Fijate que usa la "gilada" . aca se puso de moda hace un tiempo ponerle "cortes" a las motos 110 ,. una llave conun temporizador que corta el encendido a voluntad del usuario sumilando un motor de competicion que se autoproteje de taaaannnn potente que es , una verdadera pabada . pero se vendieron bastante,

hace un reconto de que industria tienen en tu area, en que se trabaja e investiga por ese lado , 
seguramente algun aparetejo usan de forma continua , 

hay musicos aficionados? pedales de guitarra ,pequeños amplificadores... 

lo que sea con luces led , la gilada compra. 
ahora que pongo esto ., me parece que yo tambien voy a buscar algo para fabricar


----------



## Ardogan (Jun 1, 2015)

Otro camino es -en vez de buscar el público masivo- trata de empezar por algo muy específico que sea para un nicho/segmento restringido. ¿Por qué?, porque las necesidades específicas no las cubren los productos de consumo masivo, no vas a tener competencia; o al menos la posible competencia no va a proveer lo que el potencial cliente precisa ni le va a interesar lo que el cliente le pida (porque es un caso específico = mercado chico).

Fijate que grupo de gente conocés que hace cosas particulares que no hace todo el mundo: talleres, hobbistas, laboratorios, pequeñas empresas que suelen ser más reacias a incorporar electrónica industrial por costos, desconocimiento, o porque no cuentan con un profesional para eso.

Como no va a haber nada que cubra sus necesidades, cualquier cosa que funcione razonablemente bien va a ser interesante para ellos (nadie va a exigir una exactitud del 0,1% ni que tenga una pantalla táctil con un display de alta resolución).
Y además al no ser masivo no hay problemas de diseño para manufactura, manejar grandes cantidades de componentes, ni de soporte al cliente (no es lo mismo que surga una duda problema con 2 o 3 personas que con cientos).


----------



## DOSMETROS (Jun 1, 2015)

Una opción serían las plaquetas de circuito impreso de terminación profesional como para TDA2050 en puente estereo , por ejemplo. No hay muchos que se dediquen a las plaquetas "peladas" , plaquetas para determinados efectos de guitarra. O amplificadores conocidos de 300 o 400 Watts.

Hay mucha gente que armaría algo pero ya con la plaqueta en mano


----------

El problema: En el hilo del foro sobre qué fabricar, se mencionan grupos de gente que hace cosas particulares que no hace todo el mundo. Nombra todos esos grupos.

Material proporcionado:

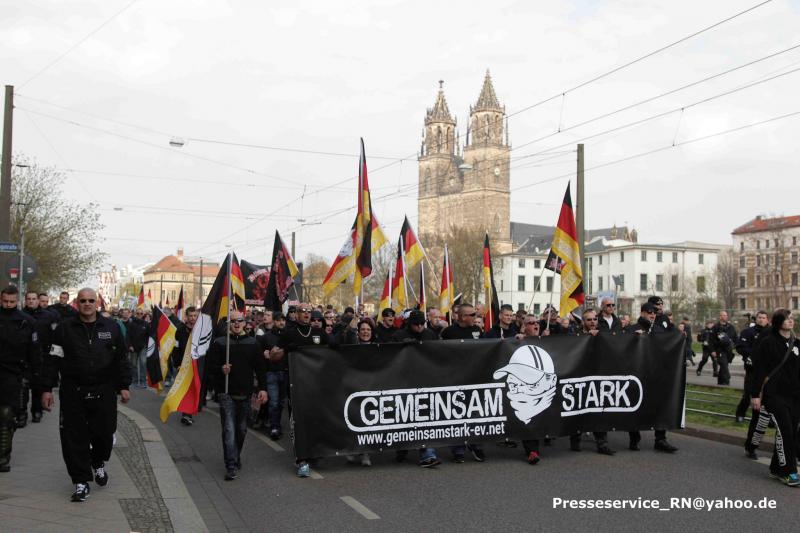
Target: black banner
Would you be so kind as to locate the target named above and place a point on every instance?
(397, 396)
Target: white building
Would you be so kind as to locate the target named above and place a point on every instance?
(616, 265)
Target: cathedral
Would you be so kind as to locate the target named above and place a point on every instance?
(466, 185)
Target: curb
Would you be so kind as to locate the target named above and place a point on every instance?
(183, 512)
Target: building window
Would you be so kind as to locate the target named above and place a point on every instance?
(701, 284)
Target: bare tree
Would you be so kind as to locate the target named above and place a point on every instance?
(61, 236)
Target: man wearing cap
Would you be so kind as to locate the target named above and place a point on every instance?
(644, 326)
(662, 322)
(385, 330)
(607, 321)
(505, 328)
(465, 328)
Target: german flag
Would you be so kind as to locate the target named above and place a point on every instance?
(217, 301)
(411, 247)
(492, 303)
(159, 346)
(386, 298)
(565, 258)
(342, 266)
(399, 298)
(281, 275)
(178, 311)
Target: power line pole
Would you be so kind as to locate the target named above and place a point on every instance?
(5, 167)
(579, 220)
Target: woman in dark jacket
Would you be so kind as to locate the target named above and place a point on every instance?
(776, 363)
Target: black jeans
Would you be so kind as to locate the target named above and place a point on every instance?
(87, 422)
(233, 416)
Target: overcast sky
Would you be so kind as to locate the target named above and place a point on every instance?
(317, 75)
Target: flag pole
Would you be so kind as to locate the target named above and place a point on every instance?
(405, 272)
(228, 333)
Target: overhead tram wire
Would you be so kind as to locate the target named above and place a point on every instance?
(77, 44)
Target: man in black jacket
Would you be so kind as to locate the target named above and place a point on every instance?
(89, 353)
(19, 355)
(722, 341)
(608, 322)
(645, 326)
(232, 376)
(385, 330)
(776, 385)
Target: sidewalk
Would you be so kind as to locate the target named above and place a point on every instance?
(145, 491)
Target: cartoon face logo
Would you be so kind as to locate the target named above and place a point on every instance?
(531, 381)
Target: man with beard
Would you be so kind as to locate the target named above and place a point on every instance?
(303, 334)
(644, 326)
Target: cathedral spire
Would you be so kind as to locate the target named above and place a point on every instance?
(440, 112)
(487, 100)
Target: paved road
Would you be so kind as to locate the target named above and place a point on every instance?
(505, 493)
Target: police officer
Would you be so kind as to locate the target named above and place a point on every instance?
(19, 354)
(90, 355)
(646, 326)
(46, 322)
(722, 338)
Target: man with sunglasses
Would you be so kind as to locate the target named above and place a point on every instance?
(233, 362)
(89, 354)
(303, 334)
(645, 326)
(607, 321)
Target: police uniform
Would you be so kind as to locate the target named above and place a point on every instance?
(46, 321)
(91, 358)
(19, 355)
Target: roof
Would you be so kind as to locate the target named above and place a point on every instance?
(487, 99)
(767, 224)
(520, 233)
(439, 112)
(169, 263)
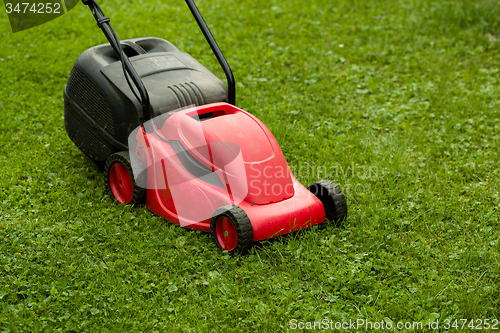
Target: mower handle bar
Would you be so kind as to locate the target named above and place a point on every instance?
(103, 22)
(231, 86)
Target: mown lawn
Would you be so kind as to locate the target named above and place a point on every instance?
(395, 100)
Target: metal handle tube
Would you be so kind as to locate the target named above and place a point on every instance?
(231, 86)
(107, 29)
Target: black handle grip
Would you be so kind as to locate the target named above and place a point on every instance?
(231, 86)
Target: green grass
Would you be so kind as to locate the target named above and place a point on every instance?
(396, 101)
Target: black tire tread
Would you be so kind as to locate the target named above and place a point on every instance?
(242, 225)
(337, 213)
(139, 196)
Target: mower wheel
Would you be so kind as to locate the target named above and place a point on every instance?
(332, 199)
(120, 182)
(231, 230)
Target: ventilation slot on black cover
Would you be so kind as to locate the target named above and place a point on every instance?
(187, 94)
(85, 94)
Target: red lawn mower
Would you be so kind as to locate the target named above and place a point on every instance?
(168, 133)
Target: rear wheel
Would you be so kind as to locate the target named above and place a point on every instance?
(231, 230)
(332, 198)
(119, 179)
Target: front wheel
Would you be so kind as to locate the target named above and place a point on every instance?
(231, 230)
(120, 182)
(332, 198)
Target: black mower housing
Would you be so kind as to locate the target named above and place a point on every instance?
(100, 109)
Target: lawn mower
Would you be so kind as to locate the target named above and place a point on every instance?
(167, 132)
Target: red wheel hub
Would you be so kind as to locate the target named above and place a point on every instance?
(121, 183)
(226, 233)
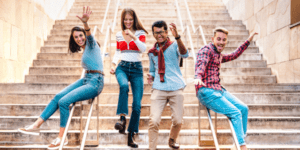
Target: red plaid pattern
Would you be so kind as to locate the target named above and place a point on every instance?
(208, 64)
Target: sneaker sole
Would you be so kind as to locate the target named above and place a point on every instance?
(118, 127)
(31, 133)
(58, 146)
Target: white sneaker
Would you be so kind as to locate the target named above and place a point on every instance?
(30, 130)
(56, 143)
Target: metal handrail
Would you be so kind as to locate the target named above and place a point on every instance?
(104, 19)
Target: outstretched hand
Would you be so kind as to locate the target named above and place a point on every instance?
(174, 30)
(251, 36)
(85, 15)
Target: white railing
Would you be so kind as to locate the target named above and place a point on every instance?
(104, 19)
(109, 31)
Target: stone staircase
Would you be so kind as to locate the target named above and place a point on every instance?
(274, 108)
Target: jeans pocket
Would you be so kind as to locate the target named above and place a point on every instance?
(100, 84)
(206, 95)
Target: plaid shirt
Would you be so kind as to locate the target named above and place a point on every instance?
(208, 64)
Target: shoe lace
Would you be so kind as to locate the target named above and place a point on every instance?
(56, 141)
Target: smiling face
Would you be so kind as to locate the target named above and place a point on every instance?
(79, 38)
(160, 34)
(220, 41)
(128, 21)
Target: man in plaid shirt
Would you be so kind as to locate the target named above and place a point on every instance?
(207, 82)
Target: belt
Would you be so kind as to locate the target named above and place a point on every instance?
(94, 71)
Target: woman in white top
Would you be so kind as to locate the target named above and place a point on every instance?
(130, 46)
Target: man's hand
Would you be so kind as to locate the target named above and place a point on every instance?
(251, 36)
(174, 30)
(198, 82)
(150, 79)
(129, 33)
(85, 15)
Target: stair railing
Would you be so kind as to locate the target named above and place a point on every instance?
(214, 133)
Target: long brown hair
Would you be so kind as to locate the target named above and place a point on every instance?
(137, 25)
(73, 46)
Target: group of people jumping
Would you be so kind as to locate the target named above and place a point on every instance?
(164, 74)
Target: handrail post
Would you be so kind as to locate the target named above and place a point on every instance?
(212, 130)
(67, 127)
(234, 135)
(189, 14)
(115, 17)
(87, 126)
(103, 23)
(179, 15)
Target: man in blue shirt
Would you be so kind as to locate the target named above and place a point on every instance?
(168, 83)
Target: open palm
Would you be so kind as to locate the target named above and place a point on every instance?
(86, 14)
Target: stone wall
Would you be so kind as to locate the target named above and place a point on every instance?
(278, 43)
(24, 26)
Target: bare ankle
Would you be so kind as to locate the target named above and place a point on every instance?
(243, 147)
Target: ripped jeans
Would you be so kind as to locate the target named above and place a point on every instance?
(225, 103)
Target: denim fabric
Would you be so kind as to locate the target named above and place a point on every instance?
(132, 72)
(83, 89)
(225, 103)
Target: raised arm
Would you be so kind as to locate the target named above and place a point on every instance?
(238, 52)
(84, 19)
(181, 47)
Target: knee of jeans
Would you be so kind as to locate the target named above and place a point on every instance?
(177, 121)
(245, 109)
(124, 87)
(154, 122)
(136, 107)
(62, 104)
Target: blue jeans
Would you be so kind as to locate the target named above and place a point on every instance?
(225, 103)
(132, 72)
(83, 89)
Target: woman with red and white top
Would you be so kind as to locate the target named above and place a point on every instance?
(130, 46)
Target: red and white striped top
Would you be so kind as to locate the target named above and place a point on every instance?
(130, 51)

---

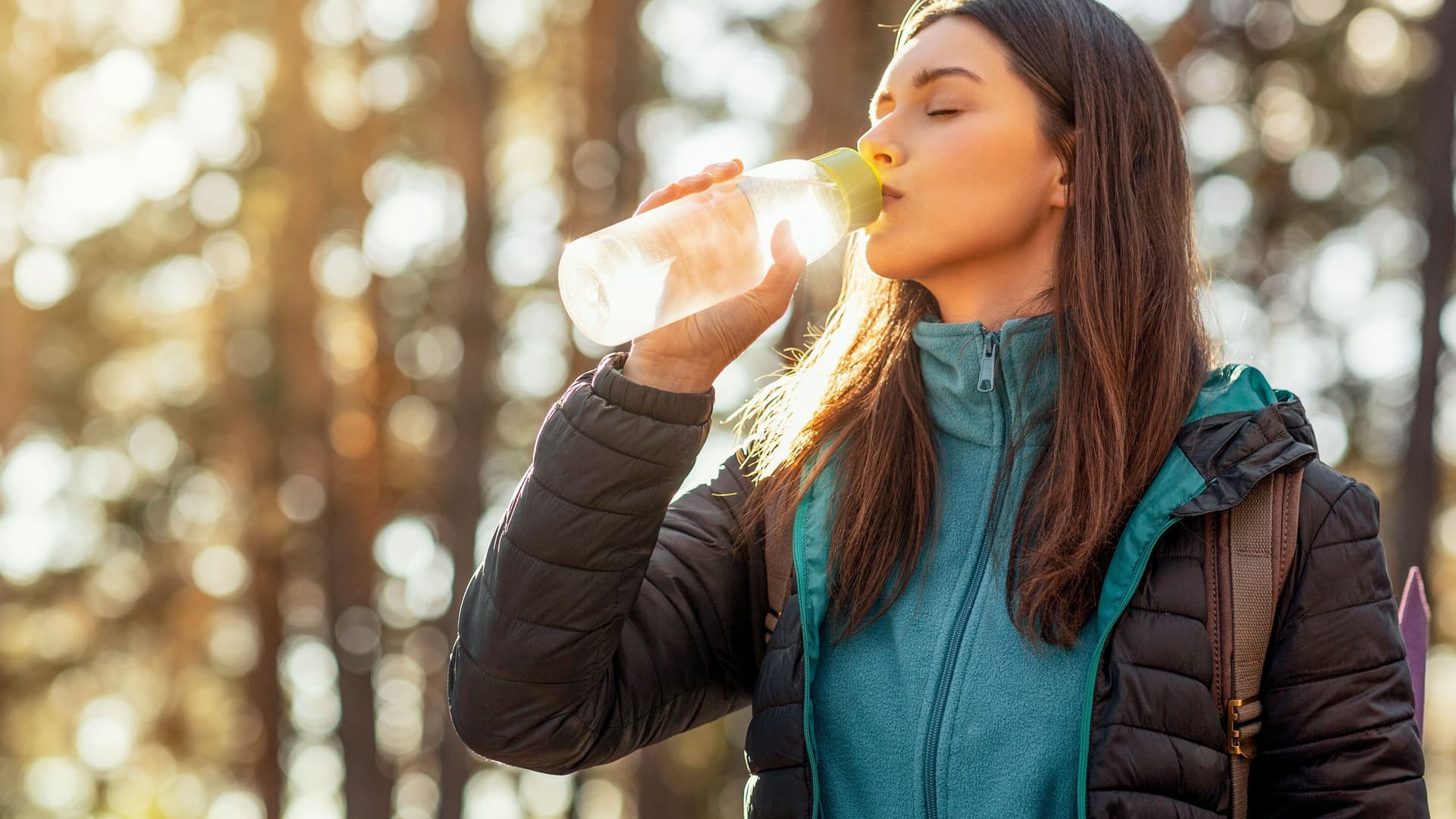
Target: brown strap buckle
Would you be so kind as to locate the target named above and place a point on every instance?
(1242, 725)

Respuesta del ejercicio: Talleres, hobbistas, laboratorios y pequeñas empresas.